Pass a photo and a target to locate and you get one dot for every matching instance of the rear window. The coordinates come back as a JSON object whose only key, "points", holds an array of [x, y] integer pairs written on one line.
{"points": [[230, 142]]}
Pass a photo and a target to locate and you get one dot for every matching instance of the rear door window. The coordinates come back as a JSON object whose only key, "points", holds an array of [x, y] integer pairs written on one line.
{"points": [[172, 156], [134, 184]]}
******
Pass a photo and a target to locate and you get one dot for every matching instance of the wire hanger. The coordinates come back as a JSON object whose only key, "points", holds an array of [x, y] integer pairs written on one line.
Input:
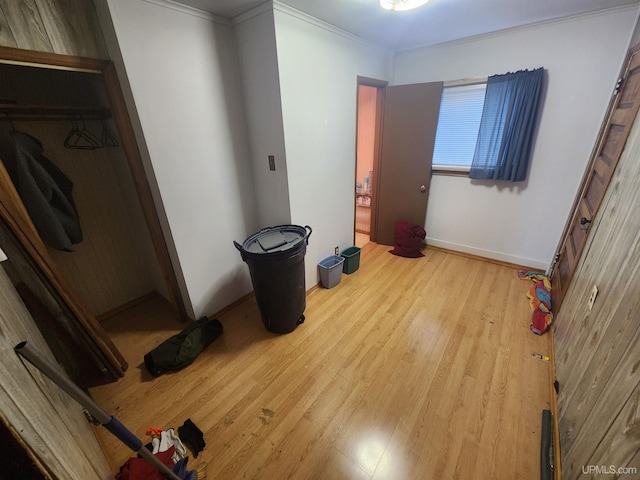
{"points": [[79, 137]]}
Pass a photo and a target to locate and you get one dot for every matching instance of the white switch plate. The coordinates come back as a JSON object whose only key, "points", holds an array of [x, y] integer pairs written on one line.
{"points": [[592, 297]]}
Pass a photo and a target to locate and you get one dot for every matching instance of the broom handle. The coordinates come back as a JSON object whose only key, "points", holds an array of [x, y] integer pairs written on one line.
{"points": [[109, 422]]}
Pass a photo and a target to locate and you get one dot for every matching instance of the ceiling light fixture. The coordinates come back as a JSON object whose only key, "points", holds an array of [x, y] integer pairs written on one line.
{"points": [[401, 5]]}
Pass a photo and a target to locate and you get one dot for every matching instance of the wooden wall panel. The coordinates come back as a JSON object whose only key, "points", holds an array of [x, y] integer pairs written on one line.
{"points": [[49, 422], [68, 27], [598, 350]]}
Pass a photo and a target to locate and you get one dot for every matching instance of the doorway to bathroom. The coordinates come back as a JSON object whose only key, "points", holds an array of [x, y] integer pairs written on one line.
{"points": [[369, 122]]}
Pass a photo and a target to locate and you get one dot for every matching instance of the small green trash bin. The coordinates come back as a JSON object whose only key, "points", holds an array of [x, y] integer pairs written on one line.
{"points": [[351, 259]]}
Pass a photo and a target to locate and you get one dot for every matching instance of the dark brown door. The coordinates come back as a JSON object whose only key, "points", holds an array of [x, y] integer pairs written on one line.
******
> _WHAT NEEDS TO BE DONE_
Edit the part of the material that opens with the line containing "of the wire" and closes with the line containing "of the dark": write it out again with "broom handle" replaced by "mop handle" and nothing else changed, and leave the pictures out.

> _EXERCISE ANSWER_
Pass a photo and a target to locate and you get one dot for every matching instance of the wire hanger. The coordinates come back as a JSON object whose only key, "points", holds an array of [x, y] integer pairs written on one line.
Input:
{"points": [[79, 137]]}
Pass a photo and a target to locate and you get one dot for every matching instance of the white switch plate. The coordinates come back as a JSON object whose only key, "points", holds an array of [x, y] integer pairs written on one line.
{"points": [[592, 297]]}
Pass a photo and a target to locate and you get one dot for every matching instance of the mop handle. The coordinates come back as a JSON object whose only key, "points", holds an array of [x, y] integer pairs written on one line.
{"points": [[109, 422]]}
Pass a photo and a target to locate and you get one dot for every matching instance of the ceiling light fixture. The coordinates come back as a JSON object whose only key, "points", holds an array of [x, y] integer pairs written on one line.
{"points": [[401, 5]]}
Pass a photo and a target to locate and you get one dot for every matching instance of the wooden wall panel. The coordinates come back as a JSON object whose only key, "points", holds an array of [x, y] integer pairs written on one line.
{"points": [[49, 422], [68, 27], [598, 350]]}
Pass a photo and a target to locate and you get one dot for every matching instance of the doorway to bathroom. The coordinates come back as a JSON object whose only key, "points", holds an array of [x, y] integer pairs written on one line.
{"points": [[369, 122]]}
Pass a photo and a target to locate and you get one dot for every matching instance of the small green trash bin. The coordinates come back as a JSON object whose only key, "points", holds an array of [x, y] integer pairs written on one line.
{"points": [[351, 259]]}
Pass a photo and a target to locate and you get one dot for every matching instance of the dark brown door. The coordinates come back as a JSON object whose only key, "points", holds an array of [x, y] integer pairs written on one line.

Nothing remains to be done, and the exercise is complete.